→ YOUR ASSIGNMENT: Everything in the entries except the pictures should be copied exactly.

→ INFORMATION SHOWN:
BEGIN

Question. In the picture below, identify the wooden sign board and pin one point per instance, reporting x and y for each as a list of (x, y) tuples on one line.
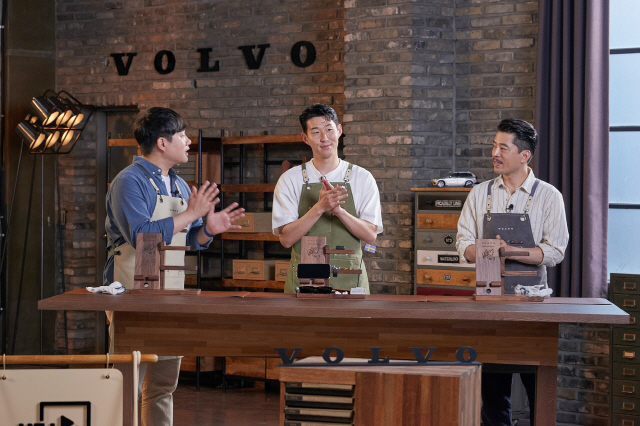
[(488, 276), (147, 269)]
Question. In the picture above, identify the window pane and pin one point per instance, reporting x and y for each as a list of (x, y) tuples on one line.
[(623, 21), (624, 234), (624, 90), (624, 176)]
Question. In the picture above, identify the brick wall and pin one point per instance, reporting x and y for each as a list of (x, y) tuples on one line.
[(419, 87)]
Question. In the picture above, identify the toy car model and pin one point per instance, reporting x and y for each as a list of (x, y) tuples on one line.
[(466, 179)]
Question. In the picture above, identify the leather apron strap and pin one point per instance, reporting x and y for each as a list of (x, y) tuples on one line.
[(336, 233)]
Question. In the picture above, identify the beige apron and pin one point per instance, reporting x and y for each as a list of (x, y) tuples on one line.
[(124, 259), (337, 234)]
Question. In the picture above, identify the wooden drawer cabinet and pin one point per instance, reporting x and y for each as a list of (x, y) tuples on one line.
[(624, 291), (438, 221), (436, 261), (448, 277)]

END

→ THE ANSWER:
Question. In the picture below, identify the wooden sign board and pin one point per instance, reporting x and y for each as a list of (x, y) tuples on one line.
[(488, 276), (147, 269)]
Question. In the picture above, identify the window pane and pin one point per instance, reporting x and y for each as a list of (x, y) tuples on one line.
[(623, 21), (624, 234), (624, 90), (624, 176)]
Question. In the picture above, identify the brick wall and pin one point per instance, reporting x and y for each as a list of (x, y) tuples on one line.
[(419, 87)]
Question. In the picture above, identify the toy car model and pin one point per instance, reporting x and y for each as a list of (x, y) tuples on one line.
[(466, 179)]
Question. In the picture above, identify the leather apron strap and pin one point per instance, reporting x and y for each as a list of (x, y) tuples on one line.
[(336, 233)]
Question. In the picture above, identify the beige apron and pin one point per instance, reporting x and y for each as a list of (x, y) tuples on one line.
[(124, 259), (337, 234)]
Question. In the picture above, identify the wooden drawer cabinet and pin one point per instance, reporting x and y for each as a list of (x, y) tuples on one line.
[(624, 291), (438, 221), (436, 261), (448, 277)]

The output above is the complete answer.